In a profession increasingly full of angst and positioning and corrective policy, there are few ideas as easy to get behind as equity.
Equal. Equality. Equity. Equilibrium. Equate. These are all fine ideas — each tidy and whole, implying its own kind of justice while connoting the precision of mathematics. Level. Same. Twin. Each word has its own nuance, but one characteristic they share is access — a level, shared area with open pathways that are equidistant to mutually agreed-upon currencies.
When discussing equity, there are so many convenient handles — race, gender, language, poverty, access to technology — but there may be a larger view that we’re missing.
The Scale of Equity
There isn’t a more global issue, equity being perhaps the global issue of our time. According to United Nation statistics published last year in The Economist:
While progress is being made in sub-Saharan Africa in primary education, gender inequality is widening among older children. The ratio of girls enrolled in primary school rose from 85 to 93 per 100 boys between 1999 and 2010, whereas it fell from 83 to 82 and from 67 to 63 at the secondary and tertiary levels. And elsewhere, in Chad and the Central African Republic, there is a flat rate of less than 70 girls for every 100 boys.
This is a starkly different conversation about equity than the one we might have in the U.S., U.K., Canada, or Australia. We have the luxury of becoming choosier, and harsher on ourselves, as progress is made. In other words, let’s first make sure there are free, quality schools everywhere, and that children can all read and write, and later we can concern ourselves with iPads vs. Androids, or the broadband access in our poorest communities.
It’s easy to miss the scale of equity as an “issue,” because unlike assessment, curriculum, teacher pay, class sizes, educational technology, or any other persistently evergreen edu-choke point, equity never stops affecting. It’s both the center and periphery of everything because we’re always who we are and where we are.

| Supplied information |
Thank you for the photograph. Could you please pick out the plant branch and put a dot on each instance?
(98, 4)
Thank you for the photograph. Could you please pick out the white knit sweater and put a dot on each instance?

| Task requirements |
1. Translate this sentence from the article on equity above into Spanish: "In a profession increasingly full of angst and positioning and corrective policy, there are few ideas as easy to get behind as equity."
2. Turn the paragraph of the article on equity that begins "While progress is being made in sub-Saharan Africa" into a short bulleted list that keeps its figures.

| Task-by-task solutions |
1. En una profesión cada vez más llena de angustia, posicionamientos y políticas correctivas, hay pocas ideas tan fáciles de respaldar como la equidad.

2.
- Sub-Saharan Africa is making progress in primary education, but gender inequality is widening among older children.
- Primary school: girls enrolled per 100 boys rose from 85 to 93 between 1999 and 2010.
- Secondary level: the ratio fell from 83 to 82.
- Tertiary level: the ratio fell from 67 to 63.
- Chad and the Central African Republic: a flat rate of fewer than 70 girls per 100 boys.